**EXTRACTED TEXT:**
▼

Sunday, October 29, 2006

Baywatch and Boobs

--Everyone has probably heard by now, but Reese Witherspoon and Ryan Phillippe are splits-ville. I just wanted to take a moment to clear things up, because there have been some nasty rumors going around about us. No, I didn't seduce Reese and steal her away from Ryan. I don't know where rumors like this start, but it's completely untrue. You see, I was just minding my own business, cleaning their pool when she seduced me and now I'm in the middle of that mess. I was really just an innocent bystander. I wanted to make sure everyone could hear it from me first before they started judging us. Have I ever lied to you before?


-- The ugo-s from Baywatch were out last night to promote their new DVDs. Why in the world would someone buy the Baywatch DVDs? All you really want to see is this clip isn't it?? Actually after rewatching that clip, I can totally see how people would buy this crap. I forgot how many hotties were on that show -- Pamela and Yasmine Bleeth at their absolute peaks, with Gena Lee Nolin and Donna D'Errico backing them up? What a 4-some.

▲

**INFORMATION PROVIDED:**
▼

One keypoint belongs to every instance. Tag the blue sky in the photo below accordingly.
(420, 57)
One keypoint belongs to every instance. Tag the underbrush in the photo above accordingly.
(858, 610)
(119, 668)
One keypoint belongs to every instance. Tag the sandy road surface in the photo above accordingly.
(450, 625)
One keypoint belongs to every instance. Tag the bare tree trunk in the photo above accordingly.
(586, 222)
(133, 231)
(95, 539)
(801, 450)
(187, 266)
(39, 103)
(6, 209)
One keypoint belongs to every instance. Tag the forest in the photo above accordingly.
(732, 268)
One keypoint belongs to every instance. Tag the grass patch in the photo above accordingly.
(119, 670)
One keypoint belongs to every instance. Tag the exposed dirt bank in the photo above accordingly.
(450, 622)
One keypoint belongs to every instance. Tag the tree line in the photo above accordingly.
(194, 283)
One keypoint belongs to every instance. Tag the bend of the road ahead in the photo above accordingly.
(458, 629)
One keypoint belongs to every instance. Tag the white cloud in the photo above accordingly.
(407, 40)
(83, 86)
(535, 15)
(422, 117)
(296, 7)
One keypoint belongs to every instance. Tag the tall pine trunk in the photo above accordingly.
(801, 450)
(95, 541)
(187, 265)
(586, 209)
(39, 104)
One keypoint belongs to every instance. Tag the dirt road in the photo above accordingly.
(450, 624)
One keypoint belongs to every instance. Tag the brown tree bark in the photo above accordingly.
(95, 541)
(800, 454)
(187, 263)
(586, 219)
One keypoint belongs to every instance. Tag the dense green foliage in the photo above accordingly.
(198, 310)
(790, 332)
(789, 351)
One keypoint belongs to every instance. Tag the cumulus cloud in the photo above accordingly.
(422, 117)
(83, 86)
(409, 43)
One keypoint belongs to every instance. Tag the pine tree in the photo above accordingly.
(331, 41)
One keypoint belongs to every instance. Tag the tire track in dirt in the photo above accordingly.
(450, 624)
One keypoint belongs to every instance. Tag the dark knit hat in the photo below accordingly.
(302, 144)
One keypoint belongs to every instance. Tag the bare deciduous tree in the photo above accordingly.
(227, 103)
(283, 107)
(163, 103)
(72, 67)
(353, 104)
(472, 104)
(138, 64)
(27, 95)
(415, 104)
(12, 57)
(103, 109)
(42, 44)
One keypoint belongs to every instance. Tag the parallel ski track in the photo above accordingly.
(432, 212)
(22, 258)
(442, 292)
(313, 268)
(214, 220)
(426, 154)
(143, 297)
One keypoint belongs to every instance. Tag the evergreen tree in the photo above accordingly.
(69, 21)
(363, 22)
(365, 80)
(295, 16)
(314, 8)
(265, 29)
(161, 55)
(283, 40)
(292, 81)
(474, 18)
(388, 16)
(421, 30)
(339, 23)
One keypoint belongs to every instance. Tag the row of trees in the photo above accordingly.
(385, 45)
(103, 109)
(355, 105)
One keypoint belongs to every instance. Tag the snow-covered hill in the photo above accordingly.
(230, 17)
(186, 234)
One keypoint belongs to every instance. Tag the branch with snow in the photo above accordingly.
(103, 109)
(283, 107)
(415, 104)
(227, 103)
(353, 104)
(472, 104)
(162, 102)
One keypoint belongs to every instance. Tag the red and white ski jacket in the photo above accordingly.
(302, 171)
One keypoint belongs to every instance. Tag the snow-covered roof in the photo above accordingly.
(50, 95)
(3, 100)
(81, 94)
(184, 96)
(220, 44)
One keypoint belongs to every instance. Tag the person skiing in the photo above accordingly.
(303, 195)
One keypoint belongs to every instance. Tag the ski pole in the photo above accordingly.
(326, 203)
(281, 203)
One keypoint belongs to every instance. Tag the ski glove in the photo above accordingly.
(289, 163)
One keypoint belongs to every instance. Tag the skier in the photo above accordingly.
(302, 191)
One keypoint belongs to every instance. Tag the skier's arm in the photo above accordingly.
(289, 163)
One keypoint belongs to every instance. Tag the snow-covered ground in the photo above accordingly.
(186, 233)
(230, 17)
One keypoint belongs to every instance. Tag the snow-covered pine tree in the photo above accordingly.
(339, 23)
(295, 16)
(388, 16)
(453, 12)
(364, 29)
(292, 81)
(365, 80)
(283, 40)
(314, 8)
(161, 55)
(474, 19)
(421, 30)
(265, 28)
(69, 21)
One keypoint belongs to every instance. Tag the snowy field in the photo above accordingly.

▲

**PROBLEM SET:**
(a) List every person the celebrity gossip post names, spelling each name as the post does.
(b) Pick up the celebrity gossip post after its last sentence and keep going in the same joking voice.

**RESPONSES BY TASK:**
(a) Reese Witherspoon, Ryan Phillippe, Pamela, Yasmine Bleeth, Gena Lee Nolin, Donna D'Errico

(b)
I guess the real question is what the hell was in the water at that set? These guys all look horrible now. Pamela is half silicone now and I can smell the booze on the Hoff from here. I guess they didn't invite Donna D'Errico because they thought she'd run the catering company out of business. Unbelievable. Well, here they are at the party, Pamela in her standard see-through dress with her Frankenstein nipples and The Hoff sweating out his buzz.






-- Who in the hell is Dominique Swain? Anyone? I looked her up on Wiki & IMDB and all I could come up with is that she was in the movie Lolita. That movie wasn't a big hit since it was mainly about pedophilia which isn't usually a box office favorite in the States. Anyway, I'm no rocket scientist, but I do have functioning eyes and junk, and she's pretty damn hot. Hopefully we'll see more of her soon, but here she is now - nipple included.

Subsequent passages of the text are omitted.